| Directive |
Reproduce the passage on the new wave of traditional heavy metal starting at "Mid-2000s musical movement" and ending at "of metal music.", swapping "musical movement" for "music scene" throughout.

** Start Document section **

- Stylistic origins: Heavy metal; speed metal; NWOBHM; power metal;
- Cultural origins: Mid-2000s
- Typical instruments: Vocals; electric guitar; bass guitar; drums;

Other topics
- Heavy metal genres; new wave of classic rock;

= New wave of traditional heavy metal =

Mid-2000s musical movement

The new wave of traditional heavy metal (NWOTHM) is a musical movement that started in the mid-2000s as a revival of classic metal sound from the 1970s and 1980s. The term is used to describe bands that make heavy use of the elements and style of that era of metal music.

== Origin ==
The NWOTHM initially started in the mid-2000s with a number of bands, such as Cauldron, Skull Fist, and Enforcer, who began to write and record music that reflected the style and sound of classic heavy metal. These bands combined elements of the metal genres from the '70s and '80s, especially those of the new wave of British heavy metal (NWOBHM), although some bands are also influenced by genres such as speed metal, power metal and hard rock.

While the overall movement's focus was placed on replicating both the sound and success of traditional heavy metal, many of the early NWOTHM bands also incorporated noticeable influence from more melodic mainstream rock and alternative genres. However, by the mid-2010s, the movement took a shift in its creative direction, growing into a substantial underground scene with a less commercial, more gritty sound.

** End Document section **
** Start Items **

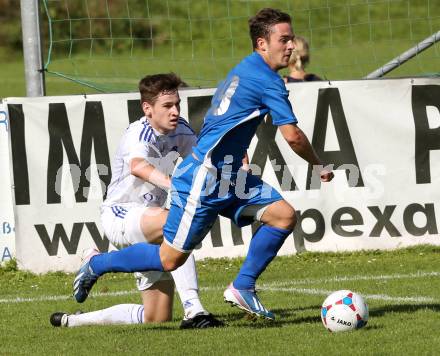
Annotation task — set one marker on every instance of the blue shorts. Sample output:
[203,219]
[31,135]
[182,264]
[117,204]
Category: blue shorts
[199,194]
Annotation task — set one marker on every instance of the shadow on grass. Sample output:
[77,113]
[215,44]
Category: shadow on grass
[403,308]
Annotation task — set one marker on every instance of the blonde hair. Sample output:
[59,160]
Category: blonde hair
[300,56]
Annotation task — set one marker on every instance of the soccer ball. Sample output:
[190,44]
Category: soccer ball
[344,310]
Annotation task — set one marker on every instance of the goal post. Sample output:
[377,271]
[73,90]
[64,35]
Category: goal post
[108,45]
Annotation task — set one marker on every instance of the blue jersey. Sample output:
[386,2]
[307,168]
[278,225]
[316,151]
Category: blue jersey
[251,90]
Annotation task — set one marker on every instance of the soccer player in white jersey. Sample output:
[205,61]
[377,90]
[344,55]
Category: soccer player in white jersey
[213,182]
[133,210]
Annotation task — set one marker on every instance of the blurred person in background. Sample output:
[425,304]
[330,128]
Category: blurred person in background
[298,61]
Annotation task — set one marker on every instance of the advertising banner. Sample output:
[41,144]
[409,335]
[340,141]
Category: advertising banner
[381,137]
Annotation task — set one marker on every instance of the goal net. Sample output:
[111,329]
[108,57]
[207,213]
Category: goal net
[110,44]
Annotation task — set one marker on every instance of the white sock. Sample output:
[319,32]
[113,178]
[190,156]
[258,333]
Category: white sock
[117,314]
[185,279]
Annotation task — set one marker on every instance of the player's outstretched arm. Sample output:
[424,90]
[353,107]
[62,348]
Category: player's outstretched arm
[300,144]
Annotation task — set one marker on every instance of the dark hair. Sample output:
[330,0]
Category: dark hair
[260,25]
[151,86]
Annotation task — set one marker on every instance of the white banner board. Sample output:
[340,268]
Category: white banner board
[382,136]
[7,234]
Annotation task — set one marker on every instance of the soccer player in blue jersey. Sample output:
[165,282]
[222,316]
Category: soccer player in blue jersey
[211,182]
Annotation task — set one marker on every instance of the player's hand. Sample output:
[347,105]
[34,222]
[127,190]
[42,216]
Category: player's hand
[326,175]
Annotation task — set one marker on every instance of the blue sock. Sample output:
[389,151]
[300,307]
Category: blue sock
[135,258]
[264,246]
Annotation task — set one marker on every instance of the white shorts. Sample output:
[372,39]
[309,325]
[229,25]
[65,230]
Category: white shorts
[122,226]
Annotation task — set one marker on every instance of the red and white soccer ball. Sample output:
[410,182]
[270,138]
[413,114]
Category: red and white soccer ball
[344,310]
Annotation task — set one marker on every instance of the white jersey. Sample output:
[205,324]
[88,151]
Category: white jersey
[140,140]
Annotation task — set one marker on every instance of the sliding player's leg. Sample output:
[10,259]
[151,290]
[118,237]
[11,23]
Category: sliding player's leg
[157,292]
[150,229]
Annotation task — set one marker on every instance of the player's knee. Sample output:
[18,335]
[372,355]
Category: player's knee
[169,264]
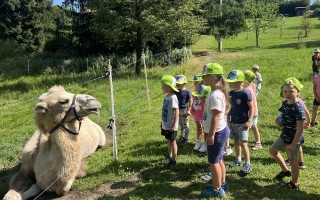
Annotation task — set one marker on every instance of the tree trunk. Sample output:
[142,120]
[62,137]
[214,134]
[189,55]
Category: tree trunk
[257,37]
[139,50]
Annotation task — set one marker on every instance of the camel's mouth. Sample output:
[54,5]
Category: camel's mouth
[92,110]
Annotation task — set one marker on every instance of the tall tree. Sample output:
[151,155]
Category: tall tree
[224,20]
[26,22]
[141,21]
[263,15]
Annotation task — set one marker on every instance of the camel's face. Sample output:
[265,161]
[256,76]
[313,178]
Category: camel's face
[55,104]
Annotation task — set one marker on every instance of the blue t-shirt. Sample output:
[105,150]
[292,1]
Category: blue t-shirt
[239,112]
[290,113]
[183,98]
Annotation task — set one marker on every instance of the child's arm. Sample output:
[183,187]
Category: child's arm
[190,103]
[297,136]
[175,119]
[214,124]
[251,112]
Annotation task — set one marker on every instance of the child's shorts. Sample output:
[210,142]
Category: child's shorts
[316,103]
[215,151]
[237,132]
[254,121]
[280,145]
[169,135]
[198,115]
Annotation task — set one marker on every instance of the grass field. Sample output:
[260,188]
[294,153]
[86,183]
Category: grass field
[141,148]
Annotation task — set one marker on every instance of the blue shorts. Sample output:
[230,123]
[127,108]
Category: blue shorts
[215,151]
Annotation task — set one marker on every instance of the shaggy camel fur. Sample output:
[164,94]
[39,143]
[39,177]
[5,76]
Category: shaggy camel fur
[54,154]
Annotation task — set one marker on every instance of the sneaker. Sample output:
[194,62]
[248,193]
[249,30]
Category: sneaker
[287,162]
[213,193]
[235,163]
[207,177]
[224,186]
[314,123]
[282,174]
[227,151]
[302,165]
[291,185]
[197,146]
[257,147]
[203,148]
[171,163]
[246,168]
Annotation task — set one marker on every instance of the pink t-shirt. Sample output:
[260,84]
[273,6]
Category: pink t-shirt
[197,109]
[254,99]
[316,84]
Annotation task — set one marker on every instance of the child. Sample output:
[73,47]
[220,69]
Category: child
[215,125]
[170,117]
[258,79]
[315,60]
[250,86]
[197,108]
[240,118]
[185,105]
[316,101]
[291,122]
[203,95]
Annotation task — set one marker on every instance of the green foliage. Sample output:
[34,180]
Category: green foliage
[26,22]
[262,16]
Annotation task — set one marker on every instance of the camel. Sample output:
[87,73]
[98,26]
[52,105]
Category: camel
[53,157]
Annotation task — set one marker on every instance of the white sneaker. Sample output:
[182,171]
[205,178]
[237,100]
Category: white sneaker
[197,146]
[203,148]
[228,151]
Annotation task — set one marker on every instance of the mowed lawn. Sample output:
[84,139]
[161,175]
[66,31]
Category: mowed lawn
[141,148]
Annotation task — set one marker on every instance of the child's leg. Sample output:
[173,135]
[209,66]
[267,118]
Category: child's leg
[244,146]
[216,172]
[199,129]
[256,134]
[174,149]
[314,113]
[237,149]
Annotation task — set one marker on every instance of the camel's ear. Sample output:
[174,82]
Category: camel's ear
[40,108]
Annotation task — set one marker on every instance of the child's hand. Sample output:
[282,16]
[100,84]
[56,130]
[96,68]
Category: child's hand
[188,113]
[290,147]
[306,125]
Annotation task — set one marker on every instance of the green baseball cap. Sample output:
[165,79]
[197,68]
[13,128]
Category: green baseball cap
[169,81]
[181,79]
[202,92]
[235,76]
[291,81]
[249,75]
[212,68]
[197,77]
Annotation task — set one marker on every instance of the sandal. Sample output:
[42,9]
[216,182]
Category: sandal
[291,185]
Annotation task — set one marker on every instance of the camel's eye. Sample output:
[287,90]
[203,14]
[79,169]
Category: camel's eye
[64,101]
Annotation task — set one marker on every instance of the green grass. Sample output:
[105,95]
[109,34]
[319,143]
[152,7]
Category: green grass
[141,148]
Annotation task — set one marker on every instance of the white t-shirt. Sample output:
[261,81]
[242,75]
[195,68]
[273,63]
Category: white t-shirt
[215,101]
[169,103]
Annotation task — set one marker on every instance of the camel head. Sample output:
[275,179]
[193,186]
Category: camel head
[58,105]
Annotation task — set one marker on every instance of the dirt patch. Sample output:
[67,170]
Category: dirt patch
[107,189]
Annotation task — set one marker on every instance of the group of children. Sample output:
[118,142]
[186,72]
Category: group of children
[222,115]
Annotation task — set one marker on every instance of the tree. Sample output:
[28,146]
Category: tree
[138,22]
[26,22]
[225,21]
[306,24]
[262,15]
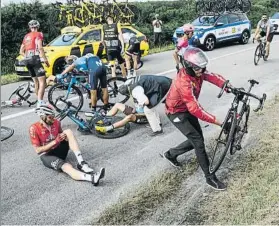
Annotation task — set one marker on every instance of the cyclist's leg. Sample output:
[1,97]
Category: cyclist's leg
[102,76]
[268,41]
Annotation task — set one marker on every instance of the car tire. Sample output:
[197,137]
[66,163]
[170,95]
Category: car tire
[244,37]
[58,66]
[209,43]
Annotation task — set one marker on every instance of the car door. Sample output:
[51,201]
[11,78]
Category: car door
[221,28]
[92,37]
[235,27]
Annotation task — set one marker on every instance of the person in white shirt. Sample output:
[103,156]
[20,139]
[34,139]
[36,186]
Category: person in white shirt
[157,25]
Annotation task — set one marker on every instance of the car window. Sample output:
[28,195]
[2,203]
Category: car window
[223,19]
[92,36]
[233,18]
[204,21]
[64,40]
[275,16]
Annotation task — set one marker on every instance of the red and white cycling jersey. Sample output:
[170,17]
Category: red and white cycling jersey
[41,135]
[30,43]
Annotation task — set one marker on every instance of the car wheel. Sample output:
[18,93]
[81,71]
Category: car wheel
[244,37]
[58,66]
[209,43]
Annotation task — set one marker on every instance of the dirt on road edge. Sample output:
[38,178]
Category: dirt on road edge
[182,197]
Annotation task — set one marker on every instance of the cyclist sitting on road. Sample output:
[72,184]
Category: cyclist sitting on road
[92,65]
[147,92]
[32,49]
[265,29]
[184,110]
[133,52]
[52,145]
[183,43]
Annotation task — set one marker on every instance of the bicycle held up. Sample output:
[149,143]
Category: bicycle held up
[235,125]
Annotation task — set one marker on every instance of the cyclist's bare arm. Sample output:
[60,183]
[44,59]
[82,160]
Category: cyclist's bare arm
[120,36]
[68,69]
[22,50]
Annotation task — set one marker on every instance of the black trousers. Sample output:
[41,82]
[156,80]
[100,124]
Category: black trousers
[190,127]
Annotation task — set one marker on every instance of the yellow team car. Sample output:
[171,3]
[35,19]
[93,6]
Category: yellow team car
[79,41]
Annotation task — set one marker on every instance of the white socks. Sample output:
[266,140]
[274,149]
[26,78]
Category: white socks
[79,156]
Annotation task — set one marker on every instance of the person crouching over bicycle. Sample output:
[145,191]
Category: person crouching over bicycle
[147,92]
[183,43]
[265,29]
[184,110]
[96,70]
[52,144]
[133,52]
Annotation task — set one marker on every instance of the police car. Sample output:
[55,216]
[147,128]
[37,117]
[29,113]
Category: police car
[275,22]
[228,27]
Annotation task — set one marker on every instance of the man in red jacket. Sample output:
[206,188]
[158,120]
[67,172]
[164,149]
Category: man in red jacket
[184,110]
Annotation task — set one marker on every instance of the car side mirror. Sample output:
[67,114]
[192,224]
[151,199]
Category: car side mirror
[219,24]
[81,42]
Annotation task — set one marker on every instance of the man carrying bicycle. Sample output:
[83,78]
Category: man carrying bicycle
[52,144]
[96,70]
[133,52]
[112,38]
[183,43]
[184,110]
[265,29]
[32,51]
[147,92]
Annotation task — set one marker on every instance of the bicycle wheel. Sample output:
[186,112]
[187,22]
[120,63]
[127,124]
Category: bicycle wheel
[241,130]
[257,55]
[224,141]
[6,133]
[61,98]
[116,133]
[22,89]
[114,96]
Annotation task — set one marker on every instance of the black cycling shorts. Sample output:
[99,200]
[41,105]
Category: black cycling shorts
[35,66]
[133,49]
[99,74]
[55,158]
[269,37]
[113,55]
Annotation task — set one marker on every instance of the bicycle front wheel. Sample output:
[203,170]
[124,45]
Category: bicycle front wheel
[223,143]
[114,96]
[257,55]
[6,133]
[62,98]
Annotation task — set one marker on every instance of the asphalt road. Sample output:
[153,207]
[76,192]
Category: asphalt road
[33,194]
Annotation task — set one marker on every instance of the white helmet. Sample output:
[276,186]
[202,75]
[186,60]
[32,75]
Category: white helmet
[44,110]
[34,23]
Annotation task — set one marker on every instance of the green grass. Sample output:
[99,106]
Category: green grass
[9,78]
[145,200]
[253,193]
[163,48]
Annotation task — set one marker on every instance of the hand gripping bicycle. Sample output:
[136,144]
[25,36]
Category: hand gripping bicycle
[235,125]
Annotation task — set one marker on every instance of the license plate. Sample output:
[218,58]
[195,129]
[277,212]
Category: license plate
[20,69]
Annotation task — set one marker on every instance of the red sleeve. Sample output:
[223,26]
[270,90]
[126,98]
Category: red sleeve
[34,138]
[192,103]
[213,78]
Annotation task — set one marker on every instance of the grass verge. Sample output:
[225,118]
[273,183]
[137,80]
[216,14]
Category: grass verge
[132,209]
[253,193]
[9,78]
[161,49]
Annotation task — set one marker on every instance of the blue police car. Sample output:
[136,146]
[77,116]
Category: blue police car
[211,30]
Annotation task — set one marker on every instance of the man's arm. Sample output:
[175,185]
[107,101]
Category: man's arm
[193,105]
[68,69]
[120,36]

** End Items **

| Result for this task |
Mid-2000s music scene

The new wave of traditional heavy metal (NWOTHM) is a music scene that started in the mid-2000s as a revival of classic metal sound from the 1970s and 1980s. The term is used to describe bands that make heavy use of the elements and style of that era of metal music.